▶ **WORK INSTRUCTIONS**:
Please rewrite only the records from the line with "Place one point per instance of the green" through the end of the records, swapping "buffalo" for "bison" and keeping everything else the same.

** BEGIN MATERIAL SHOWN **

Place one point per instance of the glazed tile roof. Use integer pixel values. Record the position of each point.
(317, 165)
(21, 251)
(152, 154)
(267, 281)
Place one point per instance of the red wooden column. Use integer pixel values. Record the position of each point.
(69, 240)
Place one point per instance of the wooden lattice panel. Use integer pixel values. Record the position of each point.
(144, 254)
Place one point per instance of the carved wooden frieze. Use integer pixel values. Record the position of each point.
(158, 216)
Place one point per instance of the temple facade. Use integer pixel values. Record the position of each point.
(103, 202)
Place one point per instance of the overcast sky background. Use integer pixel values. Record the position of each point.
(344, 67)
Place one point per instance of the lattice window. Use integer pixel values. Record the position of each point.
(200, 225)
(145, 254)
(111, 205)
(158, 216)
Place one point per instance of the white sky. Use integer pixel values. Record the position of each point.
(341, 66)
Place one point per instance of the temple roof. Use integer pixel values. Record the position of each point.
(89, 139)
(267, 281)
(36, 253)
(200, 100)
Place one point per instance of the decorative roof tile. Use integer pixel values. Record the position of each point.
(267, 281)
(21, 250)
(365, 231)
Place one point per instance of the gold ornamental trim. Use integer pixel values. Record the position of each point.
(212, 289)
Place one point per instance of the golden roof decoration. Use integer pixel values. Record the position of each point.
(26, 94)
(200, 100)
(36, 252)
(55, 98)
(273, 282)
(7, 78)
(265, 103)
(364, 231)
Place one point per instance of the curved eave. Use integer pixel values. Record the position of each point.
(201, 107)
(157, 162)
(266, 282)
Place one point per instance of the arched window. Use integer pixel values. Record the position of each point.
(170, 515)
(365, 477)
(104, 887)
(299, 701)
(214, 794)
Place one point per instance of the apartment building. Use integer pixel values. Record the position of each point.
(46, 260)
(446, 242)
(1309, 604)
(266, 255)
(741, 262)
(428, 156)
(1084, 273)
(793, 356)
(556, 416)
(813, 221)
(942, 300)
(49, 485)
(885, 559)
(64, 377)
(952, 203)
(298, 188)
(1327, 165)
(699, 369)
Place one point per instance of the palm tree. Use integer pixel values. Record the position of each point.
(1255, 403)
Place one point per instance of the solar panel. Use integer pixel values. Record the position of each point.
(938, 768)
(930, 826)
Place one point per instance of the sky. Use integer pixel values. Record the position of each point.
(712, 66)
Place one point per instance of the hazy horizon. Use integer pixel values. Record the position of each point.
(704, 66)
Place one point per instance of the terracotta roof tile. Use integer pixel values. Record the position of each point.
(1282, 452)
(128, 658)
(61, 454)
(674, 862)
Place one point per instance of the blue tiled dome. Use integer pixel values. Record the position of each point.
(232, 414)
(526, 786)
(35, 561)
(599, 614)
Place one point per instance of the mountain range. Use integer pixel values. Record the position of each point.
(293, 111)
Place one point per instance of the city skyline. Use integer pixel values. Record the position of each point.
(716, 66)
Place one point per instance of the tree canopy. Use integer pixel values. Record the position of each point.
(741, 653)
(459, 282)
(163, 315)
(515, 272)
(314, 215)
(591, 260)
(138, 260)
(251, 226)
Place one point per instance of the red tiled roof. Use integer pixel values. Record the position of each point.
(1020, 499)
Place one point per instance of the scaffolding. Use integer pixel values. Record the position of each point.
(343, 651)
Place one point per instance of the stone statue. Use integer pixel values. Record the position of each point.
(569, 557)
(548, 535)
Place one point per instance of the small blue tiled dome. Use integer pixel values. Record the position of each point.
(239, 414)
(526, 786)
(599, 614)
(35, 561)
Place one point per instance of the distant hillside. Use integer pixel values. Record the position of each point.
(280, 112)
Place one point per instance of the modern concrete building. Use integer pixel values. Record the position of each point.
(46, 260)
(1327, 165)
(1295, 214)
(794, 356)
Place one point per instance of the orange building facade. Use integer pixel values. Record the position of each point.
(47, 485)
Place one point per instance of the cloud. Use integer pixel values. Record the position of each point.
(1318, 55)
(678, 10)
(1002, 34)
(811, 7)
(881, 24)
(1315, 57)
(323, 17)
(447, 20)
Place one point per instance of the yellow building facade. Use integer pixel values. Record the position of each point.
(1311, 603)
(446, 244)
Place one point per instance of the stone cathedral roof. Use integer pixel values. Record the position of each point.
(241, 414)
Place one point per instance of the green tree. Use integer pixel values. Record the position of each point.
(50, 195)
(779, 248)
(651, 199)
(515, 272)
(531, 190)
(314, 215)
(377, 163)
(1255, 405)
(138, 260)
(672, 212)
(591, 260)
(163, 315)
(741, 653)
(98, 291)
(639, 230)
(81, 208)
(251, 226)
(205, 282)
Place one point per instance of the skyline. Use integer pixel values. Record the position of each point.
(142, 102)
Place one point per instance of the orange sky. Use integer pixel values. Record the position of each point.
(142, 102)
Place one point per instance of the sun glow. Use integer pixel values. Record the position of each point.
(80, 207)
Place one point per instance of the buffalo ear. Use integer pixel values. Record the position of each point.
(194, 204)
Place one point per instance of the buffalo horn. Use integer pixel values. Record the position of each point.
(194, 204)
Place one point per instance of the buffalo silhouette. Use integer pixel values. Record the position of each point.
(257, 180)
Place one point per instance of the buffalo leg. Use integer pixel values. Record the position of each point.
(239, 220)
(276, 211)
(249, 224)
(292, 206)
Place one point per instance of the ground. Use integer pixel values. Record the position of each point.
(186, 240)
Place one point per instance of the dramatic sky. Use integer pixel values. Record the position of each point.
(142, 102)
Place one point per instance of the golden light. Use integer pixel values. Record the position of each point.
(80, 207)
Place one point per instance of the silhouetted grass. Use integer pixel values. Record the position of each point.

** END MATERIAL SHOWN **

▶ **REPLY**:
Place one point per instance of the green tree. Use integer pixel values. Record the position of each point.
(50, 195)
(779, 248)
(651, 199)
(515, 272)
(531, 190)
(314, 215)
(377, 163)
(1255, 405)
(138, 260)
(672, 212)
(591, 260)
(163, 315)
(741, 653)
(98, 291)
(639, 230)
(81, 208)
(251, 226)
(205, 282)
Place one point per instance of the skyline. Use integer pixel values. Record the position of each point.
(142, 102)
Place one point per instance of the orange sky. Use integer pixel values. Record the position of each point.
(142, 102)
Place one point per instance of the sun glow. Use integer pixel values. Record the position of each point.
(80, 207)
Place one point per instance of the bison ear. Use integer pixel values. Record the position of each point.
(194, 204)
Place one point per instance of the bison horn. Use integer pixel values. Record the position of each point.
(194, 204)
Place one point per instance of the bison silhouette. Use integer pixel values. Record the position of each point.
(257, 180)
Place one point per instance of the bison leg. Use integer pixel values. Record the position of each point.
(239, 220)
(276, 211)
(249, 224)
(292, 206)
Place one point per instance of the ground. Use integer pixel values. Record the position of each point.
(186, 240)
Place one point per instance of the dramatic sky. Use integer pixel values. Record the position of each point.
(142, 102)
Place one point per instance of the golden light. Use integer pixel values. Record the position of each point.
(80, 207)
Place one point per instance of the silhouetted grass. Use integer pixel values. Record the position of each point.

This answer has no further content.